**EXCERPTED RECORDS**
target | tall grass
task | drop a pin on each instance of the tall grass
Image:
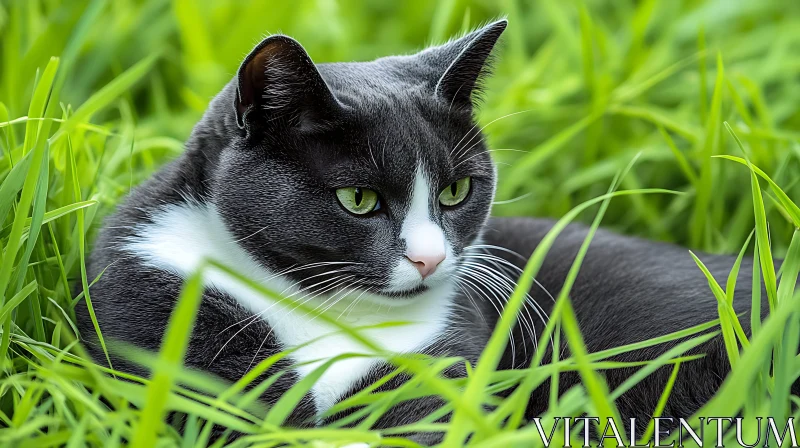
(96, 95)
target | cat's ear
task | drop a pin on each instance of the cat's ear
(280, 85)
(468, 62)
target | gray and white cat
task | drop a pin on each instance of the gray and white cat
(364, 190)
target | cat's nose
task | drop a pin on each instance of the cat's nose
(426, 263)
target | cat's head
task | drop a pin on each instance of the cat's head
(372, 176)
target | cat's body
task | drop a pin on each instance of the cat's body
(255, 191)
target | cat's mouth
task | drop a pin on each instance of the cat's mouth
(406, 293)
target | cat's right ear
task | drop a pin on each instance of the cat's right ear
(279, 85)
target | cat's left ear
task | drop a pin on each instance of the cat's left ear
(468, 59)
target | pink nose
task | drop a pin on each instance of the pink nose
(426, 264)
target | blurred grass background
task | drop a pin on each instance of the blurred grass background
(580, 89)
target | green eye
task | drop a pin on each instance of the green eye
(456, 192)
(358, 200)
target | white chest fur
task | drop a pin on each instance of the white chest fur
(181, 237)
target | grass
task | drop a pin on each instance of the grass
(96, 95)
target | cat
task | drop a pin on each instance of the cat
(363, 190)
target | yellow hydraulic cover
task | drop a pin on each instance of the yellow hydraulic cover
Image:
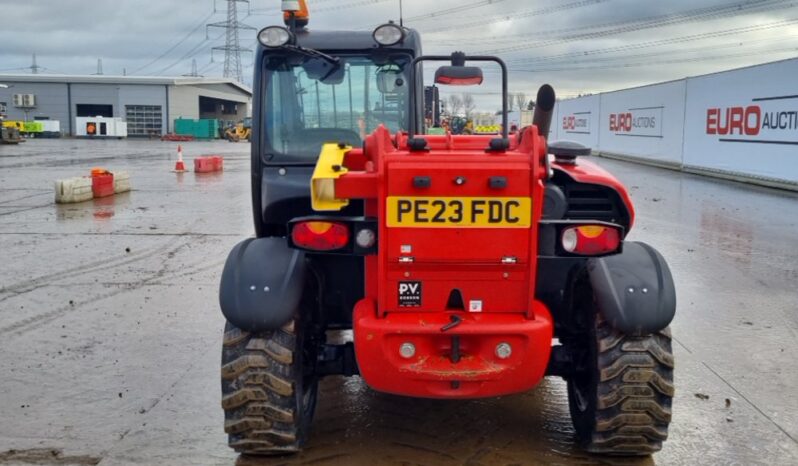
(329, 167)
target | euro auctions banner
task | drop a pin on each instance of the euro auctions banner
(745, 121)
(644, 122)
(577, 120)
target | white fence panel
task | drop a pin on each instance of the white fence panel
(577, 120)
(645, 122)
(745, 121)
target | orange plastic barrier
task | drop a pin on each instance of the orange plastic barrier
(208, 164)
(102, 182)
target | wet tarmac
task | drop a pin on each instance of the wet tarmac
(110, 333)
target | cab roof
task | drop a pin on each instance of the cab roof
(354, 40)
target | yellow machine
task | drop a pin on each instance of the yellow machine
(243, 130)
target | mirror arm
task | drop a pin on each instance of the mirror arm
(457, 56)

**WHAT YOU WILL DO**
Copy the entries above, from the line containing "target | orange plastic barrier" down through the last entry, swapping "wet tarmac" for "wet asphalt" and changing nothing else.

**TASK RESULT**
target | orange plastic barrier
task | drop a pin on each instance of the orange plastic barrier
(208, 164)
(102, 182)
target | wet asphalt
task | drop a pin on each instance of the wet asphalt
(110, 333)
target | cab roof
task | drop a pin on each instance of the cab roof
(354, 40)
target | yellow machine
task | drop a pin on each instance of the yellow machine
(243, 130)
target | mirror arm
task | drop a pin on each instance of the mirror arm
(457, 56)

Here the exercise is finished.